TEXTE EXTRAIT:
Le ministre effectue des descentes « surprise » dans les hôpitaux de façon régulière et affirme vouloir améliorer le service, ce qui, je pense, est une bonne chose. Par contre, sa publication sur Facebook concernant les médecins a été très maladroite.
Certains médecins font des « shifts » pouvant aller jusqu’à 36 heures d’affilée, voire plus, pour maintenir notre service de santé. D’un seul coup, le ministre a démoralisé l’ensemble du personnel hospitalier.
Un 60-0 n’est pas la fin d’un parti politique (…) Le MSM est en train de se reconstruire. Rester figé dans la défaite n’est pas la solution»
Après Pravind Jugnauth et ses valises remplies d’argent et de bijoux, et son arrestation, voilà que son épouse doit défiler dans les locaux de la Financial Crimes Commission (FCC). Au MSM, on parle de vendetta politique. N’est-ce pas un raccourci trop facile ?
Les membres du MSM sont systématiquement visés pour quelque raison que ce soit. Il y a des enquêtes et on respecte les institutions. Toutefois, on est en droit de se poser des questions. La FCC est en connaissance du cas des nominations des membres du Board de la National Empowerment Foundation depuis plusieurs mois. Avez-vous entendu des développements sur ce dossier ?

DONNÉES DISPONIBLES:
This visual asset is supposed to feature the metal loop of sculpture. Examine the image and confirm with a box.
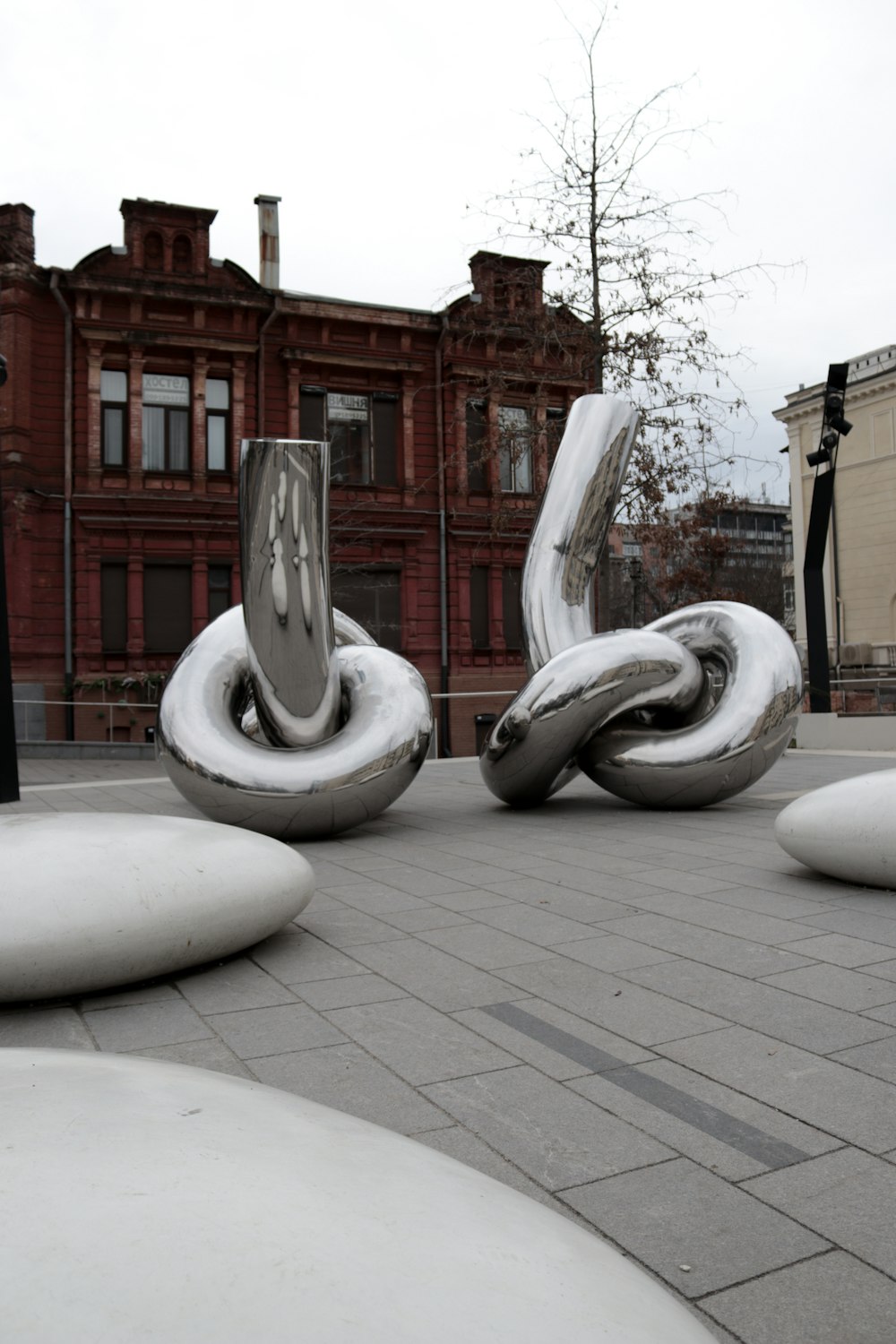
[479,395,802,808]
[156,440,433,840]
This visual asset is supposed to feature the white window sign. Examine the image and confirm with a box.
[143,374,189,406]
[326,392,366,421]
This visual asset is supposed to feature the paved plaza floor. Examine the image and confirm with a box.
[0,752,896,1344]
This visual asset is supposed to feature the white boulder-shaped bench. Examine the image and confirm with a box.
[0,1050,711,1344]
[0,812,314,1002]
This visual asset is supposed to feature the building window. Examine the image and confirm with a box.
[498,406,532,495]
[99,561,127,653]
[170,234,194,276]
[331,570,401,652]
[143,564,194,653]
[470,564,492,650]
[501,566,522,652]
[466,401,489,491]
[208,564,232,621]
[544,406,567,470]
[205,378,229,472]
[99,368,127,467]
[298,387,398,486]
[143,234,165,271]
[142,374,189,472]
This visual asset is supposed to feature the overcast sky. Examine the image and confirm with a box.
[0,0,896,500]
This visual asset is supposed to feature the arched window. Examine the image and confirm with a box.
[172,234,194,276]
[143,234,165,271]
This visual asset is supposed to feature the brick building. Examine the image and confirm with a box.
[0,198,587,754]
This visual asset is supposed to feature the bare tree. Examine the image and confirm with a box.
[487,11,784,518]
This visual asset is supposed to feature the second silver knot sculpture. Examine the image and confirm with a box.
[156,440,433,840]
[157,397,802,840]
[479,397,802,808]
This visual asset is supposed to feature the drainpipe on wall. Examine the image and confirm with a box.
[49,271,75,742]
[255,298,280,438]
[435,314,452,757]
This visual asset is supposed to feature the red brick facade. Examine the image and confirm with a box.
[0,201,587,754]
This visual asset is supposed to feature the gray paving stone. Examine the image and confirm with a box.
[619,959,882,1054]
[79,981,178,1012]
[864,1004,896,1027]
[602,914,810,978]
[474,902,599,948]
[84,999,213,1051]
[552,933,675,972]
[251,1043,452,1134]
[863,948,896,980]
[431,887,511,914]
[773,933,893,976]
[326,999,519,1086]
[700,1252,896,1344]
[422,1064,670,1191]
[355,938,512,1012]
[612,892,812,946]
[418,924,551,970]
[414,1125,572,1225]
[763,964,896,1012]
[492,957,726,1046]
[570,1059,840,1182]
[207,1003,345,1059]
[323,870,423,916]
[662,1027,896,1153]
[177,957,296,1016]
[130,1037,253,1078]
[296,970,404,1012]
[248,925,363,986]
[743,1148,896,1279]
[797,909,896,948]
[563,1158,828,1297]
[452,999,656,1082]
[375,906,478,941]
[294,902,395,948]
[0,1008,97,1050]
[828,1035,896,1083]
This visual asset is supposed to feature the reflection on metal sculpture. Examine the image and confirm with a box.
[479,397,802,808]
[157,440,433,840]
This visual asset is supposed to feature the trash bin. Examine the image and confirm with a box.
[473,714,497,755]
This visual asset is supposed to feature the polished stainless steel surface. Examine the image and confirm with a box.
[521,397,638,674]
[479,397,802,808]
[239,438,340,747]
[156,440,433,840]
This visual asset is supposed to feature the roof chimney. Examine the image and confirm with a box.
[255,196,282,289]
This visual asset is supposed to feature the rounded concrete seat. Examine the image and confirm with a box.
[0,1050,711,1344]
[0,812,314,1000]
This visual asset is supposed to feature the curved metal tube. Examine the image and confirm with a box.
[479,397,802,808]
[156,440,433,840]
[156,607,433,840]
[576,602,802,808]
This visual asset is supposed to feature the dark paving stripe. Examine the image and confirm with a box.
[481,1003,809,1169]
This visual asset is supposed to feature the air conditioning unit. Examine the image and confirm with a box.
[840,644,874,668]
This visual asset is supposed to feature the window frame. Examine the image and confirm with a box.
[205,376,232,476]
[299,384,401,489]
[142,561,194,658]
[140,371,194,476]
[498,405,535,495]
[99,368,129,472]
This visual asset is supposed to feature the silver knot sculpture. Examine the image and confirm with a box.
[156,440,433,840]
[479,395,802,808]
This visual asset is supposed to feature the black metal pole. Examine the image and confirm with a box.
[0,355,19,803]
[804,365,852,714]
* * *
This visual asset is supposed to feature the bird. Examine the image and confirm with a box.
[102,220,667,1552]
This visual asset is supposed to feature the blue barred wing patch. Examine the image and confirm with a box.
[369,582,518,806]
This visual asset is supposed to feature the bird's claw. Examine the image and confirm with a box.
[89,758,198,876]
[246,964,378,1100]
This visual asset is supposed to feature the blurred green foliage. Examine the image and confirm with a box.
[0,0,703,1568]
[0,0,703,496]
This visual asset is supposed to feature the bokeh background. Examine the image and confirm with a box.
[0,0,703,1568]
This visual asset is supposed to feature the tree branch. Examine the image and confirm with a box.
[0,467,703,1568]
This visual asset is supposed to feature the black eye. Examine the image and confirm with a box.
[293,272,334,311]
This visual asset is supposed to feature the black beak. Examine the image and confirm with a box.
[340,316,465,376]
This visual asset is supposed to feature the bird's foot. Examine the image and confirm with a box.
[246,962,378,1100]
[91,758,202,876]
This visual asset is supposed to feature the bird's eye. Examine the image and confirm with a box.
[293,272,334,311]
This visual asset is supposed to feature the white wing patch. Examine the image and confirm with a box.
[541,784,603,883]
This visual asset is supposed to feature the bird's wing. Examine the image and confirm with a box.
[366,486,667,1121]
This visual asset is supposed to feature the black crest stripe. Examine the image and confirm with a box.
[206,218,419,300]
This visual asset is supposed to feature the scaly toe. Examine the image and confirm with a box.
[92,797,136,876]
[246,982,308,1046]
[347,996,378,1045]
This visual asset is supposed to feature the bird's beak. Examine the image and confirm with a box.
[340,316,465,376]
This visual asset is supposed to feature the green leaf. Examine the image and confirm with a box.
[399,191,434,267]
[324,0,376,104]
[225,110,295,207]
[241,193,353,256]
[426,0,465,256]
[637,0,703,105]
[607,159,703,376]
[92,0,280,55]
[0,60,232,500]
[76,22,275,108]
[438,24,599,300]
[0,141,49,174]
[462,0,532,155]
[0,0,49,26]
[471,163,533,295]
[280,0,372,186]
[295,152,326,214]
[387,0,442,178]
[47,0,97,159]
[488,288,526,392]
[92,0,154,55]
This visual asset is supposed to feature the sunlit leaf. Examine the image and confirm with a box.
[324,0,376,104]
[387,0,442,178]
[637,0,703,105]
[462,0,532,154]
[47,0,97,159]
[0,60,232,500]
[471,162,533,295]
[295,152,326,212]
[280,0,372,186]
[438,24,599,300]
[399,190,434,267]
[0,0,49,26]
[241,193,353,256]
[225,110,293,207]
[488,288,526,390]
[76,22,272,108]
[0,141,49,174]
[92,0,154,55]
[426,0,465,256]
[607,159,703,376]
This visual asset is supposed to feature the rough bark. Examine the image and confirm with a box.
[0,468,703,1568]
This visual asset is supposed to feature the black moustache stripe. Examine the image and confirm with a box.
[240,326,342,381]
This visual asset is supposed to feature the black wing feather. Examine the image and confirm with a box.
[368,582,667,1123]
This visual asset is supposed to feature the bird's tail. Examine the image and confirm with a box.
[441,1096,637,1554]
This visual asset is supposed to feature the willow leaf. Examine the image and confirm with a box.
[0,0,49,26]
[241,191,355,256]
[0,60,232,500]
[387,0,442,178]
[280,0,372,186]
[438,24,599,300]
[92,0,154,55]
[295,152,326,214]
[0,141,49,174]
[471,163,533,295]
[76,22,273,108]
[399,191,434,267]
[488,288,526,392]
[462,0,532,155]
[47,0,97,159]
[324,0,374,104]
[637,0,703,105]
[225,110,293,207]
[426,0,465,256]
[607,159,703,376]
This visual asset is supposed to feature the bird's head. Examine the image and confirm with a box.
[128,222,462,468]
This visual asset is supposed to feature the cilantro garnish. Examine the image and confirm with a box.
---
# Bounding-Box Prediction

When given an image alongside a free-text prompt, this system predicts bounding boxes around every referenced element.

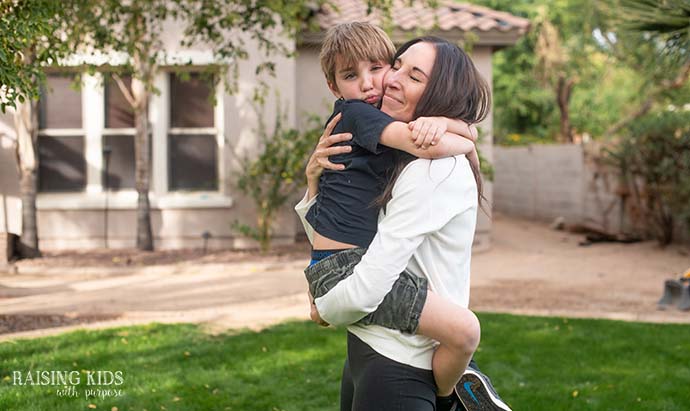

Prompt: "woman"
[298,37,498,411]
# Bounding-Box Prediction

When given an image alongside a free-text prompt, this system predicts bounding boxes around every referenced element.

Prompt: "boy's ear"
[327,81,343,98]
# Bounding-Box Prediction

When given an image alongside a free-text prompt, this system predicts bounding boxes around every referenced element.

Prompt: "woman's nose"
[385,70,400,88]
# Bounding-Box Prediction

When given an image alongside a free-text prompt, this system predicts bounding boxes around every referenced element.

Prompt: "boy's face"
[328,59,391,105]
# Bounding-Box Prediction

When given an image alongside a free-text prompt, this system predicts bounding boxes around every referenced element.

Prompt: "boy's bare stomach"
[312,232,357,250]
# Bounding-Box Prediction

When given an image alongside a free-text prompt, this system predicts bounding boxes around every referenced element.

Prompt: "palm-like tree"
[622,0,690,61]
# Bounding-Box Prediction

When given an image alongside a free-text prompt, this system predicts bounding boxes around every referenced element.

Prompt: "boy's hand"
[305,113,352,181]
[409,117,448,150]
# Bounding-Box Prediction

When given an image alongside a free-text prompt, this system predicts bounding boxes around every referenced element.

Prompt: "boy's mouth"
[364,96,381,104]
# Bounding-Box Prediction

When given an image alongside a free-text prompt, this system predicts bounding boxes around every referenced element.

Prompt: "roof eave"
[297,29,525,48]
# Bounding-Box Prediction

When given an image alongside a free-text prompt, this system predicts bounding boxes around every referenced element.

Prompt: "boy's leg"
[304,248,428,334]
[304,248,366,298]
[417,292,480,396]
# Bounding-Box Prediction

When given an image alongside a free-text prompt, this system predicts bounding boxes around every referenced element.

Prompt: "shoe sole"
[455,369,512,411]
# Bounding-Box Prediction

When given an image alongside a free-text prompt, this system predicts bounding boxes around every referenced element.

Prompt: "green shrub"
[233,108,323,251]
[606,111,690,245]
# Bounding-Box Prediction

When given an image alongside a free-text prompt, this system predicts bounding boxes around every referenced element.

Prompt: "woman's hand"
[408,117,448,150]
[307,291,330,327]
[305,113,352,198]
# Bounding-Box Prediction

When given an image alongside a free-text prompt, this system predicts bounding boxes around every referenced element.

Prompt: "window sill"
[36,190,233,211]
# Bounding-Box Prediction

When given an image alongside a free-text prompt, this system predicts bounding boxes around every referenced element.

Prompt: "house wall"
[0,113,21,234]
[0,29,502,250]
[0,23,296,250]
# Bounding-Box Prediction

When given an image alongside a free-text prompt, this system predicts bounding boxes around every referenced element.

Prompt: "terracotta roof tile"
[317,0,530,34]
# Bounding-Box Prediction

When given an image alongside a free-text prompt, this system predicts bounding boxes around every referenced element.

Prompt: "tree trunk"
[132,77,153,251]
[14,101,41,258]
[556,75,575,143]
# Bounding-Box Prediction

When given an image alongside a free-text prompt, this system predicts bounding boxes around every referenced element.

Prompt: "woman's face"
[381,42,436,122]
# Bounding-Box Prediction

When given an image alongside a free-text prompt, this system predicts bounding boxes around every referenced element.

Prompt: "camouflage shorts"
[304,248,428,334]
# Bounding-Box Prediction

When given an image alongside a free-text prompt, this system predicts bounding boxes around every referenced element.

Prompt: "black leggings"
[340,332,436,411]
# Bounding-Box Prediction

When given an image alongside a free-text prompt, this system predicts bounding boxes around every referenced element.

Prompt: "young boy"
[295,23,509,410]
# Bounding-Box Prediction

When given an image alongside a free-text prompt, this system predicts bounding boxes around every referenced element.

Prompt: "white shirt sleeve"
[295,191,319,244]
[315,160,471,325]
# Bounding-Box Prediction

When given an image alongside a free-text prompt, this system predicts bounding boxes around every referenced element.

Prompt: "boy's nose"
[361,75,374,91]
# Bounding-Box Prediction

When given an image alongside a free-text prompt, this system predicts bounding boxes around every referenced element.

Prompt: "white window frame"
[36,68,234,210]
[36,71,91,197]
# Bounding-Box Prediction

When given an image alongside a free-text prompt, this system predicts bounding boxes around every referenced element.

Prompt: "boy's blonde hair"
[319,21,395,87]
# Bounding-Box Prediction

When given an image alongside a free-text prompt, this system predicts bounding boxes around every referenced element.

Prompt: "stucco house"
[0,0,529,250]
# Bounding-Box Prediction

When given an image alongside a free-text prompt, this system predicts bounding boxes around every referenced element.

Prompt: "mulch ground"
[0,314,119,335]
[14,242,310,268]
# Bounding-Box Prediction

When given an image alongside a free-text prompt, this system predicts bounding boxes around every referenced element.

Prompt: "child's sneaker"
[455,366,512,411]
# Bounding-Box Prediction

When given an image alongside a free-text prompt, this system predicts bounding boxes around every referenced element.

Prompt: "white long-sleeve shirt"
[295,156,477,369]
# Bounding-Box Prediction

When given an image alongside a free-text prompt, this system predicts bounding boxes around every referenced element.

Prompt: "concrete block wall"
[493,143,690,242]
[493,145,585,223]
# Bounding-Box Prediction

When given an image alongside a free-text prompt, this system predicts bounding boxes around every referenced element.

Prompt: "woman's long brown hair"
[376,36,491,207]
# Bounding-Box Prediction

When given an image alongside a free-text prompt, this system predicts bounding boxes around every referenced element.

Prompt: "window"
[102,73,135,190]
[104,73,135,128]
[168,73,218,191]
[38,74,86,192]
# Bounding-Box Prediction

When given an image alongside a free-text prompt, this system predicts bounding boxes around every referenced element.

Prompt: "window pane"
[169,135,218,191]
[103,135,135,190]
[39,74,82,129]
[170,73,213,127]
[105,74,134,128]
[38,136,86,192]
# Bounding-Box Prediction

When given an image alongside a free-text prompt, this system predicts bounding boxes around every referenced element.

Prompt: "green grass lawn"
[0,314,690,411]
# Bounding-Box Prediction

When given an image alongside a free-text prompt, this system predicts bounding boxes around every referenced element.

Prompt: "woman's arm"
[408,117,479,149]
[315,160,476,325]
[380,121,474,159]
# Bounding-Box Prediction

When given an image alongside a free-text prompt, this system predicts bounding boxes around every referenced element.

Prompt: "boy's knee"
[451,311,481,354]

ACTIVITÉS:
1 – Indiquez si chacune des affirmations suivantes concorde avec le texte extrait. Répondez par oui ou par non et citez les mots du texte qui permettent de trancher.
(a) Certains médecins peuvent travailler jusqu'à 36 heures d'affilée.
(b) La FCC n'a connaissance du dossier des nominations au Board de la National Empowerment Foundation que depuis quelques jours.
(c) L'épouse de Pravind Jugnauth doit se rendre dans les locaux de la Financial Crimes Commission.
2 – Recopiez fidèlement le passage du texte extrait qui va de « Le ministre effectue » jusqu’à « du personnel hospitalier. ».

CORRIGÉ DE L'EXERCICE:
1 –
(a) Oui : « Certains médecins font des « shifts » pouvant aller jusqu’à 36 heures d’affilée, voire plus ».
(b) Non : « La FCC est en connaissance du cas des nominations des membres du Board de la National Empowerment Foundation depuis plusieurs mois ».
(c) Oui : « son épouse doit défiler dans les locaux de la Financial Crimes Commission (FCC) ».

2 –
Le ministre effectue des descentes « surprise » dans les hôpitaux de façon régulière et affirme vouloir améliorer le service, ce qui, je pense, est une bonne chose. Par contre, sa publication sur Facebook concernant les médecins a été très maladroite.
Certains médecins font des « shifts » pouvant aller jusqu’à 36 heures d’affilée, voire plus, pour maintenir notre service de santé. D’un seul coup, le ministre a démoralisé l’ensemble du personnel hospitalier.